What you have to do.
In the rows from the line containing "the sheep front" through the end of the rows, switch "field log" to "survey log" and leave everything else unchanged. Return only those lines.

________________

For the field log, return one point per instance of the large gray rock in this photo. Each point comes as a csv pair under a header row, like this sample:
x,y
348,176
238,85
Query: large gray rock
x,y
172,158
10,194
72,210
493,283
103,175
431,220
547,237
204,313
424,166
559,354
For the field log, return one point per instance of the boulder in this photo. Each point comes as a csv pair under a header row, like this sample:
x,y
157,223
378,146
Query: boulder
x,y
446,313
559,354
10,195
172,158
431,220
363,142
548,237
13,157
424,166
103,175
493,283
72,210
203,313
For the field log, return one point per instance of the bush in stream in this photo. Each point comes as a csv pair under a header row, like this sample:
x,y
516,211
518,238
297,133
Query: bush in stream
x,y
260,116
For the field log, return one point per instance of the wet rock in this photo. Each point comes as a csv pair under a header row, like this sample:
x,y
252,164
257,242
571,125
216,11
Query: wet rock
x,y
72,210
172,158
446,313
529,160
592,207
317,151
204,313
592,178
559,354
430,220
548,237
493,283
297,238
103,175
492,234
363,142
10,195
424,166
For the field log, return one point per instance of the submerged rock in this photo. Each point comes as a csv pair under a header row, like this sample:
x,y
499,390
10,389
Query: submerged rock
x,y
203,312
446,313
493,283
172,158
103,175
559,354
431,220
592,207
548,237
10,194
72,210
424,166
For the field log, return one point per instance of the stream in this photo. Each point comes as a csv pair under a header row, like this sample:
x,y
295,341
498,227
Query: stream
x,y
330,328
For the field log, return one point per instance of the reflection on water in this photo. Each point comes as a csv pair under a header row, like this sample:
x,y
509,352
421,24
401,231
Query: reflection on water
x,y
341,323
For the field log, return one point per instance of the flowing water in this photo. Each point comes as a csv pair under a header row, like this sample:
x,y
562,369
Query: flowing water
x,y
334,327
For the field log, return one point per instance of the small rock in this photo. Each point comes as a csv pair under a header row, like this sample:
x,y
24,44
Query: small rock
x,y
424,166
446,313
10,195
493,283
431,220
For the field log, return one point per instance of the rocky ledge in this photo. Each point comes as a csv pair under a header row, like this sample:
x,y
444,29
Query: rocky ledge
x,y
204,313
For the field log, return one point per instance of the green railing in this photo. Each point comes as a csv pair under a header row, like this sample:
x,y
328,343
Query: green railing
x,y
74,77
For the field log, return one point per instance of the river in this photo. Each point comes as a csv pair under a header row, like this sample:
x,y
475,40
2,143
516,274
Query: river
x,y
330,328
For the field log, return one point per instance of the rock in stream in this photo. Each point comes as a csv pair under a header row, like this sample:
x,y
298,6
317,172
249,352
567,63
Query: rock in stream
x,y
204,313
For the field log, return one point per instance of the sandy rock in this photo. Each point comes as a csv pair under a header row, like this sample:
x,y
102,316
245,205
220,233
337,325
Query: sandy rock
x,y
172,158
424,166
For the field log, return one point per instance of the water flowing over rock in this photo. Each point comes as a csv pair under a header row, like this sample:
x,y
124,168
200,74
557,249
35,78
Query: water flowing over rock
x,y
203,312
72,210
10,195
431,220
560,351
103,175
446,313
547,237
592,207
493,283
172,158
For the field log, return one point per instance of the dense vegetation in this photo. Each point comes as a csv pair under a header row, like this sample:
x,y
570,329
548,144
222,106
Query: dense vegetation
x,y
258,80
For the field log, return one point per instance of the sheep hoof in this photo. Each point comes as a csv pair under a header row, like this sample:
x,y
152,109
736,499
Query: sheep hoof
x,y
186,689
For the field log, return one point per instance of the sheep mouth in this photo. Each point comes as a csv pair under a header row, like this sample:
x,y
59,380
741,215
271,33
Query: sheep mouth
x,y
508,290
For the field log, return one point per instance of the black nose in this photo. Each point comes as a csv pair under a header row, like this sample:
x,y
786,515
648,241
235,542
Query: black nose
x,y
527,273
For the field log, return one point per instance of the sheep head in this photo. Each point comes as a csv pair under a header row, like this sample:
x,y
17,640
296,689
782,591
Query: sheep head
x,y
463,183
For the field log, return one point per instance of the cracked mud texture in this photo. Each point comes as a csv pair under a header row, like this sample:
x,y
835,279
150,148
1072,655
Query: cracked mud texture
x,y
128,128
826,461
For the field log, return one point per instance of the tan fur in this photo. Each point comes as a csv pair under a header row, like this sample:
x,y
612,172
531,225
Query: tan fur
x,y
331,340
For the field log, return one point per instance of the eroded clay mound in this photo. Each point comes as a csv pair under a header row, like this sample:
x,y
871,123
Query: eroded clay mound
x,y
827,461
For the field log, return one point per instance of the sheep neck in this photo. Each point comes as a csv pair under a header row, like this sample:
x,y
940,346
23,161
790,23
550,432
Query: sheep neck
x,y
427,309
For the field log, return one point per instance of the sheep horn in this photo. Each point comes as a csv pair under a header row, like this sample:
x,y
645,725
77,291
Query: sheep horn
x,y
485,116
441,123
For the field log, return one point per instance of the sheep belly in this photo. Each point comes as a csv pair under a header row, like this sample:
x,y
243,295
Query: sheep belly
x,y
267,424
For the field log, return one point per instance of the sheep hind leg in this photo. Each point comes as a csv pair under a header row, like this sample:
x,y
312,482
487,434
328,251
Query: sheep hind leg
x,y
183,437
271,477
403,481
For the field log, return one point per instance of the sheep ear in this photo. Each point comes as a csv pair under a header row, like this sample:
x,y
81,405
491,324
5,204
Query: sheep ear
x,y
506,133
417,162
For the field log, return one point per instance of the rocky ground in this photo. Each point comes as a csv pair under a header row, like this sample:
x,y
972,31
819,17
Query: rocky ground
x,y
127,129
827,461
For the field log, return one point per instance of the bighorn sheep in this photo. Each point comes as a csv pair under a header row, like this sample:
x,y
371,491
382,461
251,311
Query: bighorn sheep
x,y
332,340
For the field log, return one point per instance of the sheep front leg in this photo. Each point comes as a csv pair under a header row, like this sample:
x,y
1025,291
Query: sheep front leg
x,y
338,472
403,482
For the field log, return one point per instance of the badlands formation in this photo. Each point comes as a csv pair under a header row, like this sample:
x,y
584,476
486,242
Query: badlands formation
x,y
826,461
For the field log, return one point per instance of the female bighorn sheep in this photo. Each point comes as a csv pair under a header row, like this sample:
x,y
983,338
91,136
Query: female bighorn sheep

________________

Task output.
For the survey log, return one point per instance of the sheep front leg in this photo. Each point comes as a csv pair under a header row, like this sample:
x,y
1025,291
Query: sheep front leg
x,y
338,472
403,482
For the survey log, return one point per instance of the badlands formation in this photo. Each point comes as a csv pair under a header row, like this sample:
x,y
584,476
486,242
Query: badlands formation
x,y
826,461
For the survey log, return one point per instance of the female bighorn sheep in this photo. Each point comes as a csv pair under a header row, like this sample:
x,y
983,338
91,136
Query: female bighorn sheep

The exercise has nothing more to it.